The exercise>
Copy out every line of the data exactly.

Stored records>
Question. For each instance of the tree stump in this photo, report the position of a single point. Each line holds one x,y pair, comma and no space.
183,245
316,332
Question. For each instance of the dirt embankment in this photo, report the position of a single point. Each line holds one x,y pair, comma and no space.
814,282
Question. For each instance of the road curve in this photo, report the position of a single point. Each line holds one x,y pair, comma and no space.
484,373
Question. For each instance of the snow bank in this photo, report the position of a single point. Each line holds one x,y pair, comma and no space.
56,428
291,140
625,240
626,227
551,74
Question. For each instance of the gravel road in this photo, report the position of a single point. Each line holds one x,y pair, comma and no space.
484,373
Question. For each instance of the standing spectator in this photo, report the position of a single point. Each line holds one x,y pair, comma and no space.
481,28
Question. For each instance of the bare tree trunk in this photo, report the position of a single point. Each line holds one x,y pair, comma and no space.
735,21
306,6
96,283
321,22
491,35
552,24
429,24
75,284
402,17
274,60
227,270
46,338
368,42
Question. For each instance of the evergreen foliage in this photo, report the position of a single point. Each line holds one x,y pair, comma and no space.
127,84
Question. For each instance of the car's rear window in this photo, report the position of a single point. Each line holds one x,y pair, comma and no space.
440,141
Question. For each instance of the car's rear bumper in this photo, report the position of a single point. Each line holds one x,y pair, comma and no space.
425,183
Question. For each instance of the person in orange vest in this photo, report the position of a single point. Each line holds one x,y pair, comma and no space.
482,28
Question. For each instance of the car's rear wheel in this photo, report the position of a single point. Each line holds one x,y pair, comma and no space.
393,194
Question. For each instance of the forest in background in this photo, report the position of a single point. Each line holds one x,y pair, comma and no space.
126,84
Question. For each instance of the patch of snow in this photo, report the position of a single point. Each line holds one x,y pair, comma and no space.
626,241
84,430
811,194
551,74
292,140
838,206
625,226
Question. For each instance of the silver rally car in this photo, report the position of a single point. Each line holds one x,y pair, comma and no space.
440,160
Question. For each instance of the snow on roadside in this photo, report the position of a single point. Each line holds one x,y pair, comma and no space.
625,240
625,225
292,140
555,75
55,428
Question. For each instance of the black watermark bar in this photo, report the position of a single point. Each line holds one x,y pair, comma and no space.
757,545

Solution>
Question. For each instance of the tree stump in this photo, report the position of a single point. Each line holds one x,y pair, comma and no space.
183,245
316,332
Question. For each instance of the dirt embankment in this photo, report the position of a single point. Each line holds one x,y pair, comma and no space.
814,282
Question. For each instance of the road curve in this photo, report the position of a single point. Each line holds one x,y pair, comma and no space.
484,373
Question. For each instance of the snow bank in this photo, report the position of a single point. Each line holds one x,y pair, comma and no space.
56,428
291,140
625,240
626,227
551,74
Question. For each instance of the gravel road in this photo, report the position of a single point. Each line holds one x,y pair, comma and no space.
484,373
Question. For each instance of the standing spectator in this photo, report the position of a single point. Each line holds one x,y pair, comma and no space.
481,28
Question. For each instance of the bare tree trunk in this photo, report the position of a single point. Each line holds one x,y pair, comma and no space.
735,21
306,6
96,283
321,22
491,35
552,24
429,24
75,284
402,17
274,60
227,270
46,338
368,42
Question. For each instance of the evergreen foliage in this photo, report the position of a single point. Each line holds one x,y pair, comma and no space.
127,84
Question. For each instance of the car's rear window in this photo, report the position of a single point. Each line holds one x,y pair, comma and no space.
440,141
Question. For each instance of the car's rear bumper in this photo, report the position of a single point. Each line holds one x,y pair, comma and no space.
425,183
Question. For each instance of the person in orange vest in this photo, report the position of a single point. Each line holds one x,y pair, comma and no space.
482,28
Question. For each instance of the car's rear wheel in this photo, report the position of a single point. Each line holds one x,y pair, comma and no space.
393,194
Question. For each instance of the forest in background in this photo, report the position of a single point. Each line holds one x,y pair, comma and no space.
126,84
Question. For each instance of the patch of snow in this photo, report the position of a single point. Each line holds one x,y pair, comma and no space.
626,241
84,430
811,194
551,74
292,140
838,206
625,226
Question. For each instance of the silver rally car in this photo, report the position of a single point. Each line holds one x,y pair, comma and no space.
440,160
Question. For each instance of the snow on roadside in this photo, report the position of a single point. Each line holds one x,y pair, comma and no space.
625,240
625,225
292,140
555,75
55,428
Question. For each instance of the black watermark bar in this photo, report the position of a single point. Each line holds one x,y pair, comma and no space.
757,545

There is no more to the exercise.